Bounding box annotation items
## Start

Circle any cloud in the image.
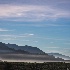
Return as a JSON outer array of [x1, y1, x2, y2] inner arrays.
[[64, 43, 70, 45], [3, 38, 16, 41], [0, 5, 70, 21], [0, 28, 13, 32]]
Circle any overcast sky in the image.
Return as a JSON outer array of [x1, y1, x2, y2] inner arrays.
[[0, 0, 70, 56]]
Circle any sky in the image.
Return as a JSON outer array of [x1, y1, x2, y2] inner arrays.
[[0, 0, 70, 56]]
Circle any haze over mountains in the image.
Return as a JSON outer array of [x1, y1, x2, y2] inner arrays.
[[0, 42, 69, 61]]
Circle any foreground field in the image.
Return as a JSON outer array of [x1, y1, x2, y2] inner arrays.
[[0, 62, 70, 70]]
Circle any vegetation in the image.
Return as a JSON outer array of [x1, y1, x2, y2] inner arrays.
[[0, 62, 70, 70]]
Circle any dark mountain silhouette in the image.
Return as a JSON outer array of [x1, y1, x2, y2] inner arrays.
[[47, 53, 70, 60], [6, 43, 45, 54]]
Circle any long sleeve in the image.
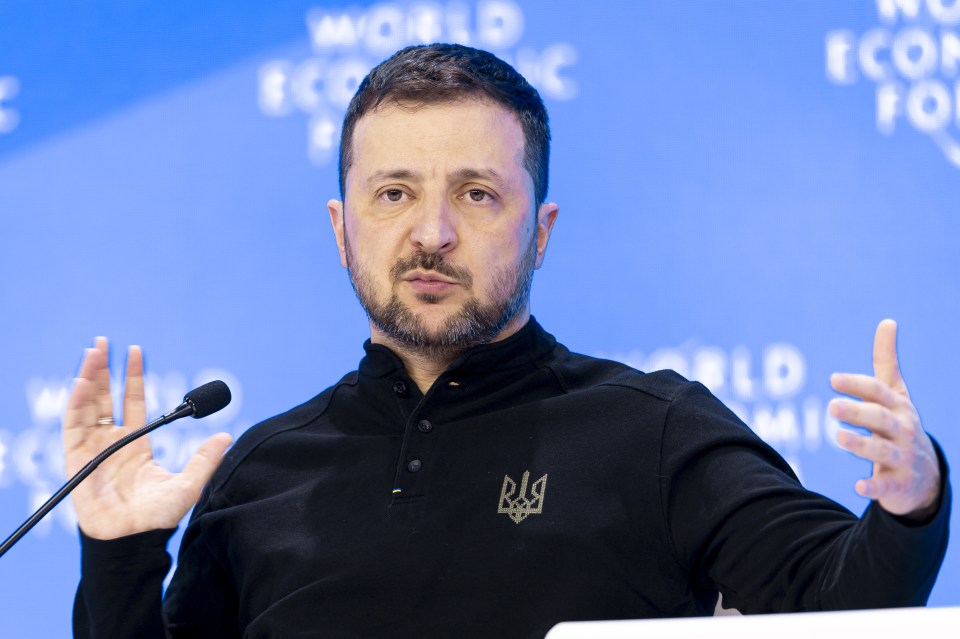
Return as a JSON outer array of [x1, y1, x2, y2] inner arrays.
[[73, 530, 174, 639], [661, 384, 950, 612], [73, 491, 239, 639]]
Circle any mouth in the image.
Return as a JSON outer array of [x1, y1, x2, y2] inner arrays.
[[401, 270, 460, 295]]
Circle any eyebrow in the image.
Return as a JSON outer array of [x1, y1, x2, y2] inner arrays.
[[367, 169, 420, 186], [366, 167, 506, 186], [453, 168, 506, 187]]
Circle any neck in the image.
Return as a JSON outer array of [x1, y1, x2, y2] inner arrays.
[[370, 307, 530, 394]]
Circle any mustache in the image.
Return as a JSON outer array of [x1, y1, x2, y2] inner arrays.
[[390, 251, 473, 288]]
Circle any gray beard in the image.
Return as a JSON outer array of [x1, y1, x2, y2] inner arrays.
[[344, 235, 537, 359]]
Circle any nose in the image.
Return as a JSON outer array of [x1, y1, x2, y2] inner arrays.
[[410, 198, 458, 254]]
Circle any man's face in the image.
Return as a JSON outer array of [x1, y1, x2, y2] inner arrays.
[[328, 99, 557, 353]]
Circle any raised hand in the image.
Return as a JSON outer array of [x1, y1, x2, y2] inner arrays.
[[830, 320, 940, 520], [63, 337, 231, 539]]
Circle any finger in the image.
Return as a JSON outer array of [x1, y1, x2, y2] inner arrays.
[[827, 399, 904, 439], [830, 373, 904, 409], [873, 319, 907, 393], [837, 430, 908, 468], [182, 433, 233, 501], [855, 475, 903, 499], [94, 337, 113, 417], [123, 346, 147, 428], [63, 377, 97, 476]]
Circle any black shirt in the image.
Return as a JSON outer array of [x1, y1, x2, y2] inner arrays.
[[75, 319, 949, 638]]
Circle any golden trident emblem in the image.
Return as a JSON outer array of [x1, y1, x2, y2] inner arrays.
[[497, 470, 547, 524]]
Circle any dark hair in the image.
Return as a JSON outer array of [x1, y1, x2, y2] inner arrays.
[[340, 44, 550, 206]]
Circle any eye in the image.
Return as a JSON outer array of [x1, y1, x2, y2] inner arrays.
[[380, 189, 403, 202], [467, 189, 490, 202]]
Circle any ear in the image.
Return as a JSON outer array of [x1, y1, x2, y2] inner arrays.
[[327, 200, 347, 268], [533, 202, 560, 268]]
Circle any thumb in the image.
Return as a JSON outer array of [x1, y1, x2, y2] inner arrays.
[[873, 319, 907, 394]]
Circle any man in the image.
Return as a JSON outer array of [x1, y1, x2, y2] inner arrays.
[[64, 45, 949, 637]]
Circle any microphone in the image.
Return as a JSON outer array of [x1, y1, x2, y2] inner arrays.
[[0, 379, 230, 557]]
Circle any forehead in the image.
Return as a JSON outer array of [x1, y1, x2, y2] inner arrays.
[[347, 99, 533, 191]]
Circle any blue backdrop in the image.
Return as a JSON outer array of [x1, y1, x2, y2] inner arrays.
[[0, 0, 960, 637]]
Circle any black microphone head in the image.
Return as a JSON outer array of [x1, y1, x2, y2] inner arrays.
[[183, 379, 230, 419]]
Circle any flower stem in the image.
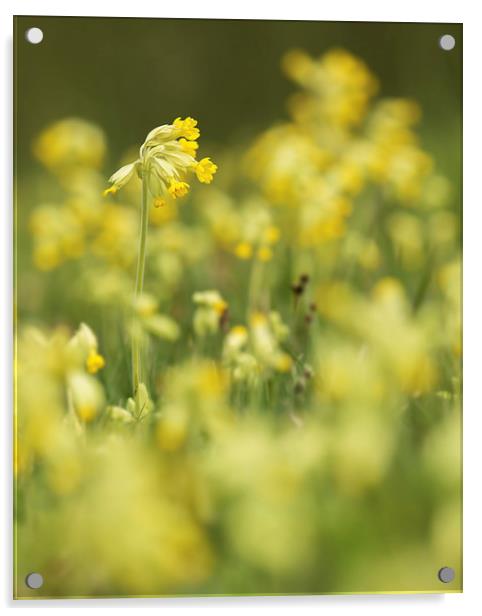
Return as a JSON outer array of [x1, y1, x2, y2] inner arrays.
[[132, 178, 149, 395]]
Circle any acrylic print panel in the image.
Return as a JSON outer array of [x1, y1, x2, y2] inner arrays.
[[15, 17, 462, 599]]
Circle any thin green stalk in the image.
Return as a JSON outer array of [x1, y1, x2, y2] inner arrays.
[[132, 178, 149, 395]]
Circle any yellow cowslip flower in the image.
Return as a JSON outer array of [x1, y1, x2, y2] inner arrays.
[[234, 242, 253, 260], [104, 117, 217, 207], [196, 157, 218, 184], [168, 180, 189, 199], [172, 117, 200, 141], [179, 137, 199, 158], [85, 351, 105, 374]]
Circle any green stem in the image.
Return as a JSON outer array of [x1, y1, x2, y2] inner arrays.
[[132, 179, 149, 395]]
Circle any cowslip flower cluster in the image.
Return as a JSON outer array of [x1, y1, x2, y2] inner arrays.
[[104, 117, 217, 207]]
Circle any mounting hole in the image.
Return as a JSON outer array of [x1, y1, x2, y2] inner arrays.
[[25, 28, 44, 45], [25, 573, 44, 590], [438, 567, 455, 584], [438, 34, 455, 51]]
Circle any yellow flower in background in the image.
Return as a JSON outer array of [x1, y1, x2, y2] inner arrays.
[[104, 118, 217, 203], [86, 351, 105, 374], [234, 242, 253, 260], [33, 118, 106, 171], [196, 158, 218, 184]]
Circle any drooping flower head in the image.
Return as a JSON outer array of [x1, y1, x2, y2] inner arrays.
[[104, 117, 217, 200]]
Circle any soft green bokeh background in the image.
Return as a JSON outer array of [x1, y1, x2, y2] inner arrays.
[[16, 17, 462, 185]]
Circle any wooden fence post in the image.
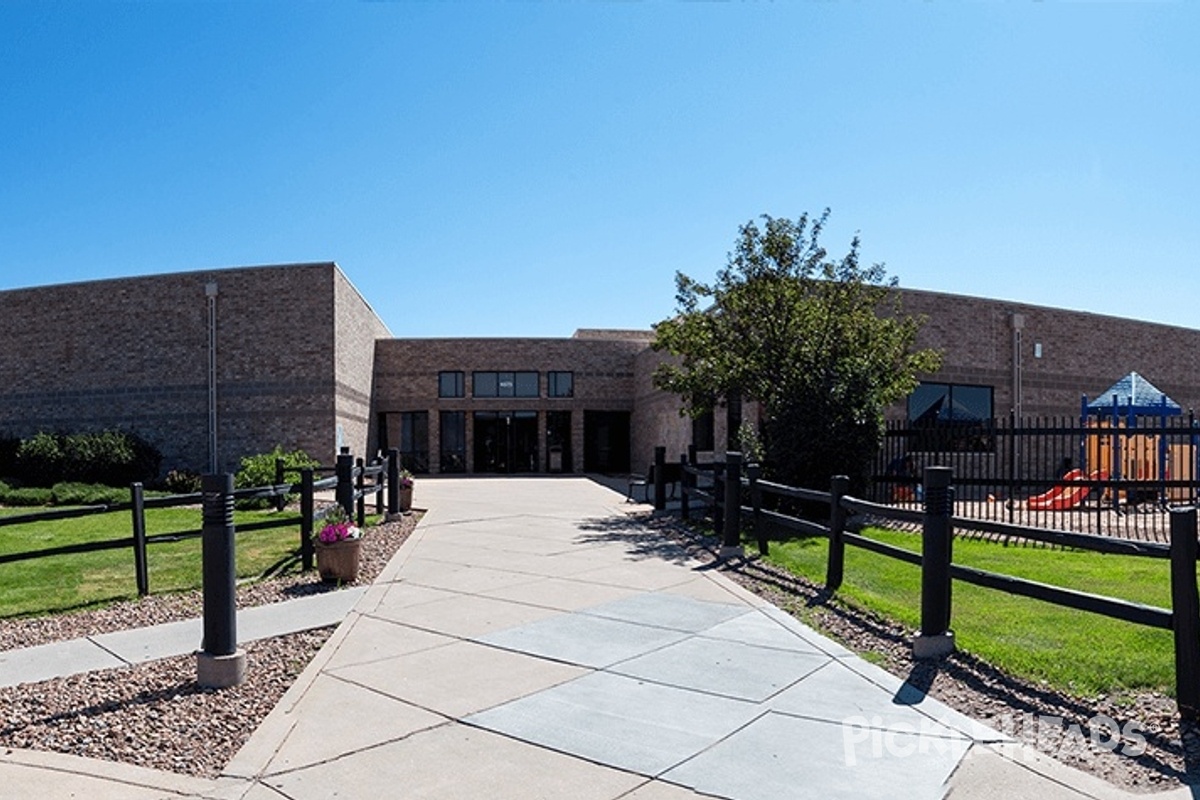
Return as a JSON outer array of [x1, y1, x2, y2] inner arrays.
[[275, 458, 288, 511], [826, 475, 850, 591], [388, 447, 400, 517], [130, 483, 150, 597], [654, 445, 667, 511], [300, 467, 317, 572], [912, 467, 954, 658], [679, 453, 692, 522], [654, 445, 667, 511], [371, 457, 388, 517], [334, 447, 354, 519], [719, 452, 745, 559], [196, 473, 246, 688], [1171, 507, 1200, 720], [746, 464, 770, 555], [354, 458, 367, 528]]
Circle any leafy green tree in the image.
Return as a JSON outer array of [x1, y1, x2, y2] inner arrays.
[[654, 209, 941, 488]]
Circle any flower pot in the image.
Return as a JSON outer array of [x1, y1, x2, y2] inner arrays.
[[316, 539, 362, 583]]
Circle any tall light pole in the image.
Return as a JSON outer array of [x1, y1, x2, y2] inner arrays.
[[204, 281, 217, 475]]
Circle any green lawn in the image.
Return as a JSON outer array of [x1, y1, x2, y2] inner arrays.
[[0, 507, 314, 619], [769, 529, 1175, 696]]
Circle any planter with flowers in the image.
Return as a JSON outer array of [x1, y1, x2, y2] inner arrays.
[[314, 506, 362, 583], [397, 469, 413, 511]]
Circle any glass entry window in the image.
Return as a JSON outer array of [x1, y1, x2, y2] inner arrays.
[[438, 411, 467, 473], [546, 411, 574, 473], [474, 411, 538, 473], [400, 411, 430, 473], [470, 372, 538, 397]]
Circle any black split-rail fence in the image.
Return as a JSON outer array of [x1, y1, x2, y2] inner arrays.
[[0, 447, 410, 596], [653, 447, 1200, 720]]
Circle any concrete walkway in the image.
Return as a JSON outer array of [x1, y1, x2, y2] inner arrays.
[[0, 477, 1192, 800]]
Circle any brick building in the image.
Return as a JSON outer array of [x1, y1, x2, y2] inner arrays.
[[0, 263, 1200, 482], [0, 264, 389, 470]]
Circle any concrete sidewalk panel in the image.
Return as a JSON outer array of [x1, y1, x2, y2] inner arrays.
[[768, 661, 966, 739], [265, 724, 644, 800], [571, 559, 710, 591], [0, 639, 126, 686], [0, 748, 220, 800], [331, 642, 586, 718], [662, 714, 964, 800], [611, 637, 829, 703], [476, 613, 688, 669], [238, 587, 367, 642], [466, 673, 760, 777], [326, 616, 457, 669], [374, 594, 557, 638], [398, 563, 542, 594], [580, 593, 752, 633], [946, 745, 1132, 800], [91, 619, 204, 663], [258, 674, 446, 777], [701, 612, 828, 655], [472, 578, 637, 612]]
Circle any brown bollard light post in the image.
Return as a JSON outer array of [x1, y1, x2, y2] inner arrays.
[[718, 452, 746, 559], [1170, 507, 1200, 721], [196, 473, 246, 688], [388, 447, 400, 519], [654, 445, 667, 511], [912, 467, 954, 658], [334, 447, 354, 519]]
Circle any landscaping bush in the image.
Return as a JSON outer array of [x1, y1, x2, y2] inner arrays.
[[233, 445, 320, 509], [0, 486, 53, 506], [14, 433, 62, 487], [0, 434, 20, 476], [50, 483, 130, 506], [13, 431, 162, 487], [162, 469, 203, 494]]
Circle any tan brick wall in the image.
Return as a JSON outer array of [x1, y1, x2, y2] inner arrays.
[[374, 332, 648, 471], [333, 270, 391, 462], [0, 264, 385, 470], [890, 290, 1200, 416]]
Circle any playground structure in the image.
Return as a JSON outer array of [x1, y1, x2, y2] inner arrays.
[[1026, 372, 1200, 511]]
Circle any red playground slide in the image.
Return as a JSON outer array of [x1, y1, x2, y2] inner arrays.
[[1026, 469, 1109, 511]]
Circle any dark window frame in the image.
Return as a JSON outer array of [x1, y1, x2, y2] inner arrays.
[[438, 369, 467, 397], [470, 369, 541, 398], [546, 369, 575, 398]]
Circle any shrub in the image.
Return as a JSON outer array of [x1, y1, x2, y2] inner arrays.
[[233, 445, 320, 509], [0, 434, 20, 475], [16, 431, 162, 487], [163, 469, 202, 494], [16, 433, 64, 486], [50, 483, 130, 506], [0, 486, 53, 506]]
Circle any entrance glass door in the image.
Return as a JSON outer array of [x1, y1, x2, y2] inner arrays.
[[474, 411, 538, 473]]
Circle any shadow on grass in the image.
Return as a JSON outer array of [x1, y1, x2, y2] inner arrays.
[[592, 513, 1200, 799]]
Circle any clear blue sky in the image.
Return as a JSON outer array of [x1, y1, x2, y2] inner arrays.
[[0, 0, 1200, 336]]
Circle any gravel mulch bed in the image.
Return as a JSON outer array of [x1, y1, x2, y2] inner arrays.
[[650, 518, 1200, 793], [0, 513, 420, 777]]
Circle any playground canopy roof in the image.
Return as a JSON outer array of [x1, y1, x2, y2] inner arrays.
[[1087, 372, 1183, 416]]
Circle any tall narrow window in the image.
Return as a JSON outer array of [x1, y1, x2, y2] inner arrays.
[[470, 372, 539, 397], [438, 372, 463, 397], [908, 383, 995, 452], [691, 411, 716, 450], [546, 372, 575, 397], [400, 411, 430, 473], [438, 411, 467, 473]]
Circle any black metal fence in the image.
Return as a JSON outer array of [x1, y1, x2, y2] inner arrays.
[[680, 453, 1200, 720], [0, 447, 400, 596], [870, 414, 1200, 543]]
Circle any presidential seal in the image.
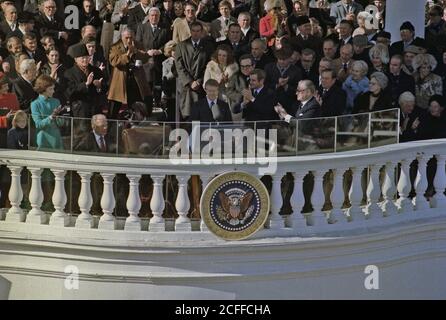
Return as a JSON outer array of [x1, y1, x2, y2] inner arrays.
[[200, 171, 269, 240]]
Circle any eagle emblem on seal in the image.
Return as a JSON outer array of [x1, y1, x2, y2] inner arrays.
[[218, 191, 254, 223]]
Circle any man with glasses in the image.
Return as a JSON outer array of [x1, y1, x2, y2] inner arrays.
[[226, 54, 254, 121], [425, 5, 446, 53], [35, 0, 69, 46], [274, 80, 321, 127]]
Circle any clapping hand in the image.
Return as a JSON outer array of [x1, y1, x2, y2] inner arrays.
[[274, 103, 288, 120]]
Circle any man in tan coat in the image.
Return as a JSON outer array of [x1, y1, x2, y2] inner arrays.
[[108, 29, 152, 119]]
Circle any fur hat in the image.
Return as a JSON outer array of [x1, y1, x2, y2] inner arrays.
[[264, 0, 282, 12]]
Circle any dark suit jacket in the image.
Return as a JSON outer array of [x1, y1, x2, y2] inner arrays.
[[127, 4, 146, 33], [321, 84, 347, 117], [290, 97, 322, 127], [190, 98, 232, 122], [389, 37, 425, 56], [34, 14, 65, 43], [352, 91, 392, 113], [386, 70, 415, 108], [12, 76, 39, 113], [64, 65, 106, 118], [234, 87, 279, 121], [175, 38, 213, 117], [265, 62, 303, 110], [242, 27, 260, 48], [74, 131, 116, 153], [330, 1, 364, 24]]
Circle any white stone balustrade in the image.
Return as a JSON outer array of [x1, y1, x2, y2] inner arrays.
[[26, 168, 46, 224], [50, 169, 70, 227], [382, 162, 398, 217], [396, 159, 413, 213], [124, 174, 142, 231], [149, 176, 166, 231], [175, 175, 192, 231], [5, 166, 25, 222], [98, 173, 116, 230], [0, 140, 446, 236]]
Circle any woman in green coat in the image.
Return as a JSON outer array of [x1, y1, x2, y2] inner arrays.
[[31, 75, 64, 150]]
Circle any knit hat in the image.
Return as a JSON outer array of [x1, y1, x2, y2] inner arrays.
[[71, 43, 89, 58], [296, 16, 310, 27], [400, 21, 415, 32]]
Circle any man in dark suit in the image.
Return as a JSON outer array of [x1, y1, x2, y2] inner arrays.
[[237, 12, 260, 45], [136, 7, 171, 102], [390, 21, 425, 56], [127, 0, 150, 33], [12, 59, 39, 113], [35, 0, 69, 46], [316, 69, 347, 117], [234, 69, 278, 124], [64, 44, 106, 118], [330, 0, 364, 23], [251, 39, 274, 69], [0, 5, 18, 39], [274, 80, 322, 127], [290, 16, 322, 57], [190, 79, 232, 122], [386, 55, 415, 108], [175, 22, 213, 119], [217, 23, 249, 61], [265, 47, 303, 110], [6, 12, 34, 39], [74, 114, 116, 153]]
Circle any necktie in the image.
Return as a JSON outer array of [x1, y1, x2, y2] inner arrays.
[[99, 136, 107, 152]]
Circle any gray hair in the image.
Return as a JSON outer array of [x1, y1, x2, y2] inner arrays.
[[148, 7, 161, 15], [369, 43, 390, 64], [299, 79, 316, 93], [412, 53, 437, 70], [91, 113, 107, 128], [398, 91, 415, 105], [370, 71, 389, 90], [19, 59, 36, 74], [352, 60, 369, 75]]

## End

GIVEN PROBLEM: Duplicate verbatim the lines above, starting at the line containing "Circle any white" and ending at the line containing "[[31, 75, 64, 150]]", both included.

EXERCISE SOLUTION:
Circle any white stone balustrade in the image.
Return as a JSON outer array of [x1, y1, x2, y2] inner arrays.
[[26, 168, 46, 224], [50, 169, 70, 227], [382, 162, 398, 217], [396, 159, 413, 213], [124, 174, 142, 231], [149, 176, 166, 231], [175, 175, 192, 231], [5, 166, 25, 222], [98, 173, 116, 230], [0, 140, 446, 236]]
Circle any woman in green coat in the image.
Return as a JSON outer array of [x1, y1, x2, y2] inner arrays.
[[31, 75, 64, 150]]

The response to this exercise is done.